PROBLEM:
Your answer should be an exact copy of the data.

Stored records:
--------

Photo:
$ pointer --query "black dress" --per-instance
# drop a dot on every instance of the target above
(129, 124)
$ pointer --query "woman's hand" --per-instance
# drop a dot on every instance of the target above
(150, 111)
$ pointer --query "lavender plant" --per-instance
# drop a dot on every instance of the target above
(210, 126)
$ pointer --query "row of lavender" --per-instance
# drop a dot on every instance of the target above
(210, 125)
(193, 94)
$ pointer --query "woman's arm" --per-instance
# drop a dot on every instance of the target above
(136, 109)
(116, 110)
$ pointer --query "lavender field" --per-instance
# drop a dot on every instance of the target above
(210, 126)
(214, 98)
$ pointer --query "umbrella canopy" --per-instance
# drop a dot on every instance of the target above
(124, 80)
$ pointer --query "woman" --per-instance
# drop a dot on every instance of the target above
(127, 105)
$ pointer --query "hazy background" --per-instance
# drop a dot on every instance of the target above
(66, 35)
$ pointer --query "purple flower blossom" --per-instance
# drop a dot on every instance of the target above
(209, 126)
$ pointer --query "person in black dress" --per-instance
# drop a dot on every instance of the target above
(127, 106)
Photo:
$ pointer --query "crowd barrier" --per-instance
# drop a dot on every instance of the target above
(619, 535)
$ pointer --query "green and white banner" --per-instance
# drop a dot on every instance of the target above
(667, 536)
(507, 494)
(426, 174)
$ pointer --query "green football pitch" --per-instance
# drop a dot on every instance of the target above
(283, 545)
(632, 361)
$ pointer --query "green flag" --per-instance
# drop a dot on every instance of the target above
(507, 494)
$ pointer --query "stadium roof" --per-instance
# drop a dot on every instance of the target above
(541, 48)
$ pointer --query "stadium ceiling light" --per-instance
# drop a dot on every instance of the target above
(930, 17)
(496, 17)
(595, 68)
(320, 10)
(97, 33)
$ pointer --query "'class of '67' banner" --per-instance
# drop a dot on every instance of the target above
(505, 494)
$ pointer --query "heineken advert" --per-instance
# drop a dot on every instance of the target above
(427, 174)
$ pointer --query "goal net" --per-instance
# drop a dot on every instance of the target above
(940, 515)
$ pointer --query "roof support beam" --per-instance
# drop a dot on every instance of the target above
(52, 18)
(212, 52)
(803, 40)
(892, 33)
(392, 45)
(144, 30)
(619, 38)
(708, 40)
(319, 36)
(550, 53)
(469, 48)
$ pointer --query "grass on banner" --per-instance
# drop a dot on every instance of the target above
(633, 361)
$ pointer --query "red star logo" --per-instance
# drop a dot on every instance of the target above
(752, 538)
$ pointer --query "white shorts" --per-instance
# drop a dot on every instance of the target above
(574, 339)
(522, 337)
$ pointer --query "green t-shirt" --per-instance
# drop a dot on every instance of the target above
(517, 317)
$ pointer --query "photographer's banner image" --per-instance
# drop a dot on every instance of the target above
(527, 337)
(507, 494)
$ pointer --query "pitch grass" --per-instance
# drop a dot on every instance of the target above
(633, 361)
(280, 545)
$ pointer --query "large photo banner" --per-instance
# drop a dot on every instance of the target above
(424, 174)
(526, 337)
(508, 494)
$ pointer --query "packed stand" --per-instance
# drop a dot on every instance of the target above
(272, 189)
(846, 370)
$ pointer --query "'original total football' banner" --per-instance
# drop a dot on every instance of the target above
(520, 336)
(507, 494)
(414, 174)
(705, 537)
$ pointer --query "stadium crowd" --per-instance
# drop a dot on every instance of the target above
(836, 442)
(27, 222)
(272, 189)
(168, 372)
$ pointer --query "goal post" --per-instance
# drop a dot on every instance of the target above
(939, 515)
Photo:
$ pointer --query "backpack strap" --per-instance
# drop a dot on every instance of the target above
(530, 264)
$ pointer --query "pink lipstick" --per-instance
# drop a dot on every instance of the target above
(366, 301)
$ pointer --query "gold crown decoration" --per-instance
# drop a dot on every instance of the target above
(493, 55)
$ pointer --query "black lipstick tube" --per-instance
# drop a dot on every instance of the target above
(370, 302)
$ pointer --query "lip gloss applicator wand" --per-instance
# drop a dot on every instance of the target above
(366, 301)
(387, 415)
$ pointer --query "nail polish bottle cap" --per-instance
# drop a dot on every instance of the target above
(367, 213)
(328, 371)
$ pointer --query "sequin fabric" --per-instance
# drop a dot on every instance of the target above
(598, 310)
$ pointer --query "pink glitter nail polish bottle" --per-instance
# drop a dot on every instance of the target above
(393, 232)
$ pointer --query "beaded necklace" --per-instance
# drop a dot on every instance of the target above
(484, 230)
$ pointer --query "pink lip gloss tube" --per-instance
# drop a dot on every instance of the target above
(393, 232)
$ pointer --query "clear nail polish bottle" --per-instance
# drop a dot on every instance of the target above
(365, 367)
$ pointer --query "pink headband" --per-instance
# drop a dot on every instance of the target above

--------

SOLUTION TO THIS TASK:
Photo:
$ pointer --query "black dress" --per-instance
# drop a dot on every instance of the target above
(129, 124)
$ pointer --query "woman's hand" --per-instance
# drop a dot on every instance of the target above
(150, 111)
$ pointer --query "lavender plant" --per-instance
# drop a dot on every instance of the target above
(210, 126)
$ pointer --query "row of lavender" --per-instance
# drop a dot on every instance of the target above
(210, 125)
(193, 94)
$ pointer --query "woman's arm" --per-instance
# drop a dot on every instance of the target above
(136, 109)
(116, 110)
$ pointer --query "lavender field" --per-instance
# drop a dot on every instance of the target above
(210, 126)
(214, 98)
$ pointer --query "umbrella canopy" --per-instance
# drop a dot on every instance of the target above
(124, 80)
$ pointer --query "woman" --per-instance
# drop a dot on every instance of the target above
(127, 105)
$ pointer --query "hazy background" --per-instance
# drop a dot on every instance of the target above
(66, 35)
$ pointer --query "purple flower blossom" --per-instance
# drop a dot on every instance of the target above
(209, 126)
$ pointer --query "person in black dress" --per-instance
# drop a dot on every instance of the target above
(127, 106)
Photo:
$ pointer --query "crowd barrier" --per-instance
# drop a dot on every instance of the target above
(619, 535)
$ pointer --query "green and white banner" --per-instance
# drop a dot on every instance of the target above
(667, 536)
(507, 494)
(426, 174)
$ pointer --query "green football pitch" --per-instance
# drop a dot on every instance of the target above
(283, 545)
(632, 361)
$ pointer --query "green flag" --per-instance
# drop a dot on every instance of the target above
(507, 494)
$ pointer --query "stadium roof" --per-instance
# drop a dot on every instance of the target above
(541, 48)
$ pointer --query "stadium ceiling light" --per-instance
# drop a dot on every instance of the target above
(930, 17)
(496, 17)
(595, 68)
(320, 10)
(97, 33)
$ pointer --query "'class of '67' banner" --per-instance
# drop a dot on every instance of the target above
(505, 494)
$ pointer --query "heineken advert" --per-instance
# drop a dot on every instance of the target above
(427, 174)
$ pointer --query "goal net" --per-instance
# drop a dot on every instance of the target above
(940, 515)
$ pointer --query "roof support beam" --per-instance
# drop a dot on every instance of the target above
(52, 18)
(212, 52)
(803, 40)
(892, 33)
(392, 45)
(144, 30)
(619, 38)
(708, 40)
(319, 36)
(550, 53)
(469, 48)
$ pointer --query "grass on banner" --per-instance
# drop a dot on every instance of the target above
(633, 361)
$ pointer --query "red star logo" --per-instance
# drop a dot on every instance of the target above
(752, 538)
$ pointer --query "white shorts" --per-instance
# drop a dot on every instance of the target above
(574, 339)
(522, 337)
$ pointer --query "green t-shirt" --per-instance
# drop a dot on every instance of the target above
(517, 317)
$ pointer --query "photographer's banner image" --per-instance
# drop a dot on every instance of the target above
(527, 337)
(507, 494)
$ pointer --query "pitch grass" --per-instance
# drop a dot on every instance of the target above
(633, 361)
(280, 545)
$ pointer --query "large photo banner" --per-instance
# drop a dot on every instance of the target above
(424, 174)
(526, 337)
(508, 494)
$ pointer --query "packed stand" --per-instance
# drop a dot on every instance of the target above
(272, 189)
(846, 370)
$ pointer --query "'original total football' banner" --per-instance
# drop a dot on every instance of the target above
(520, 336)
(507, 494)
(414, 174)
(705, 537)
$ pointer --query "stadium crowd" --per-instance
# drop a dot on every instance of the target above
(836, 442)
(27, 222)
(272, 189)
(168, 372)
$ pointer --query "goal post" --per-instance
# drop a dot on every instance of the target above
(939, 515)
Photo:
$ pointer --query "backpack strap" --per-instance
# drop a dot on every instance of the target above
(530, 264)
$ pointer --query "pink lipstick" --per-instance
# drop a dot on every instance of the target above
(366, 301)
$ pointer --query "gold crown decoration" --per-instance
# drop a dot on every instance of the target above
(493, 55)
$ pointer --query "black lipstick tube" --per-instance
# drop a dot on every instance of the target above
(370, 302)
$ pointer --query "lip gloss applicator wand" --per-instance
# drop a dot on every instance of the target above
(366, 301)
(387, 415)
$ pointer --query "nail polish bottle cap" --per-instance
# drop a dot on every instance of the target above
(367, 213)
(328, 371)
$ pointer --query "sequin fabric" --per-instance
# drop a dot on every instance of the target above
(598, 310)
$ pointer --query "pink glitter nail polish bottle" --per-instance
# drop a dot on every instance of the target above
(393, 232)
$ pointer --query "beaded necklace" --per-instance
# drop a dot on every instance of the target above
(484, 230)
$ pointer --query "pink lip gloss tube" --per-instance
# drop a dot on every instance of the target above
(393, 232)
$ pointer --query "clear nail polish bottle" --per-instance
# drop a dot on every instance of the target above
(365, 367)
$ pointer --query "pink headband" --per-instance
# drop a dot on every instance of the target above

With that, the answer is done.